**MATERIAL FOR THE TASK**
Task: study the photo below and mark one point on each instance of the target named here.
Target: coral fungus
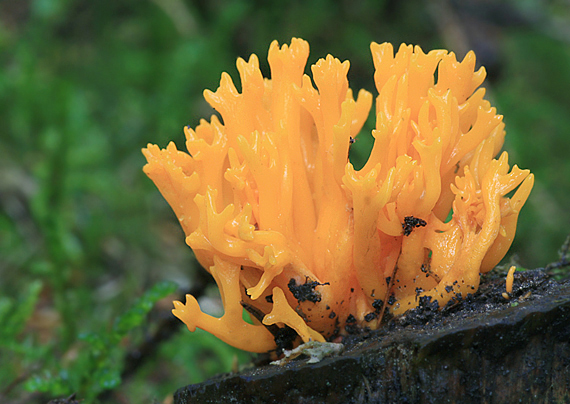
(310, 246)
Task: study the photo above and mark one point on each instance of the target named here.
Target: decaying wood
(485, 349)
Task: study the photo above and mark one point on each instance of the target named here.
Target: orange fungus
(290, 230)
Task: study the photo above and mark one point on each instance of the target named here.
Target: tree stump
(484, 349)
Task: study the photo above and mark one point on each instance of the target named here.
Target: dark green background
(84, 85)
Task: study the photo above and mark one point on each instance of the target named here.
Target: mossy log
(485, 349)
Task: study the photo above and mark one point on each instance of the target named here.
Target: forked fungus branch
(291, 231)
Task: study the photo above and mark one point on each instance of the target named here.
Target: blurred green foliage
(86, 241)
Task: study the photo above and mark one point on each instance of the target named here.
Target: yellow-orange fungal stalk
(291, 231)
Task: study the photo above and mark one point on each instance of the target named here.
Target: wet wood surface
(486, 349)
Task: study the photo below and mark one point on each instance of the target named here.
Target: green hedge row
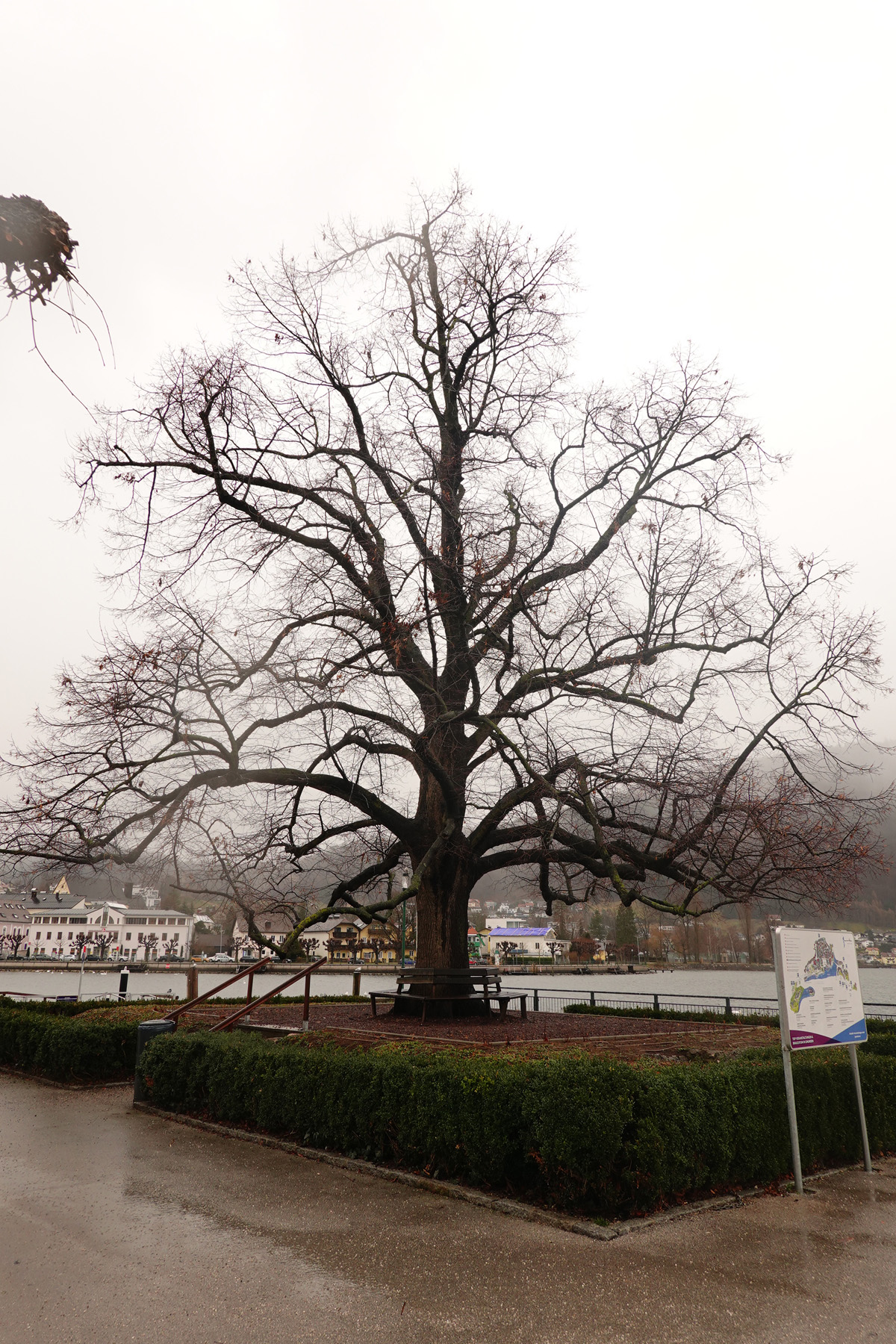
(60, 1048)
(578, 1132)
(748, 1019)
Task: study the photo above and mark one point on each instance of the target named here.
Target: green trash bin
(146, 1033)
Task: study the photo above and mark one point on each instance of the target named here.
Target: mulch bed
(622, 1038)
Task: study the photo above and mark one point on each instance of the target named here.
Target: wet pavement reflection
(117, 1226)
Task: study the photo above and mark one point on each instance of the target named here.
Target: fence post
(307, 1003)
(193, 983)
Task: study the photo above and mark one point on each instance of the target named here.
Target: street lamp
(403, 914)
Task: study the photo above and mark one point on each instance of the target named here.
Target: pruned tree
(102, 941)
(81, 941)
(149, 942)
(464, 617)
(15, 941)
(626, 934)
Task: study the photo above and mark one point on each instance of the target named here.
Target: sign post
(818, 1004)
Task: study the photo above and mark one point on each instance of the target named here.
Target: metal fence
(724, 1006)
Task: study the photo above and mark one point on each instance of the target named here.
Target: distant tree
(81, 941)
(626, 934)
(595, 925)
(15, 941)
(102, 941)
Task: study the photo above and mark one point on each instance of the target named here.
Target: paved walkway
(121, 1228)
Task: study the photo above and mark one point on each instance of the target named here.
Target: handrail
(176, 1012)
(240, 1012)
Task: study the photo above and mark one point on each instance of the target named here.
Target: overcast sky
(727, 171)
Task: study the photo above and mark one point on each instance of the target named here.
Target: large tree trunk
(442, 913)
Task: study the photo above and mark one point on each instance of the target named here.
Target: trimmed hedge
(60, 1048)
(575, 1130)
(750, 1019)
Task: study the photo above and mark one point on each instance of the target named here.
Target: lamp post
(403, 915)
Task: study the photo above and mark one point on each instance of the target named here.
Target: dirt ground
(622, 1038)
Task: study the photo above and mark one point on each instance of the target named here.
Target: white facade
(127, 934)
(528, 940)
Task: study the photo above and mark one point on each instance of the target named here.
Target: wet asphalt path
(121, 1228)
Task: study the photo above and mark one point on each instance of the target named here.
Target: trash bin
(146, 1033)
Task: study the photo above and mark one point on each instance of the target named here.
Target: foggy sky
(727, 171)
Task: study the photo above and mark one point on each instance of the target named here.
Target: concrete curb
(450, 1189)
(53, 1082)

**TASK DETAILS**
Output the data above, from its start through the line containing "(117, 1226)" (inclusive), as a two-column CSV with columns instruction and points. Give one row for each pairing of wording that asks for points with its marked coordinates, put each field in double quotes, replace line breaks with spaces, and leave out the pictures.

**WORKED SOLUTION**
instruction,points
"Task: study the photo below and mark one point on each instance of the target named here. Target: coral fungus","(310, 246)"
"Task: study the photo above and mark one point on each instance of the target named here. Target: decaying wood","(485, 349)"
"Task: study the photo above and mark one point on each instance of the target named here. Target: orange fungus","(290, 230)"
"Task: study the photo above and mark one point on each instance of the target named here. Target: tree stump","(484, 349)"
"Task: study the photo above and mark one point on each instance of the target named here. Target: dark green background","(84, 85)"
"Task: study the photo above and mark one point on each instance of the target named here. Target: mossy log","(485, 349)"
"Task: study the photo above and mark one point on each instance of the target named here. Target: forked fungus branch","(291, 231)"
"Task: study the photo above and mark one point on each instance of the target named here. Target: blurred green foliage","(86, 241)"
"Task: study the photo above and mark one point on each instance of the target named here. Target: yellow-orange fungal stalk","(291, 231)"
"Task: study the photo above and mark one point on each instance of the target named here. Target: wet wood surface","(486, 349)"
"Task: study the photo below and mark one point on each instance of the target named here. Target: green hedge row","(60, 1048) (578, 1132) (748, 1019)"
"Task: study the photo above and mark one point on each instance of the target named here. Target: green trash bin","(146, 1033)"
"Task: study the photo above and mark one point on each instance of the target named here. Target: mulch bed","(622, 1038)"
"Task: study the photo above and mark one point on each instance of the target named here. Target: wet pavement reflection","(117, 1226)"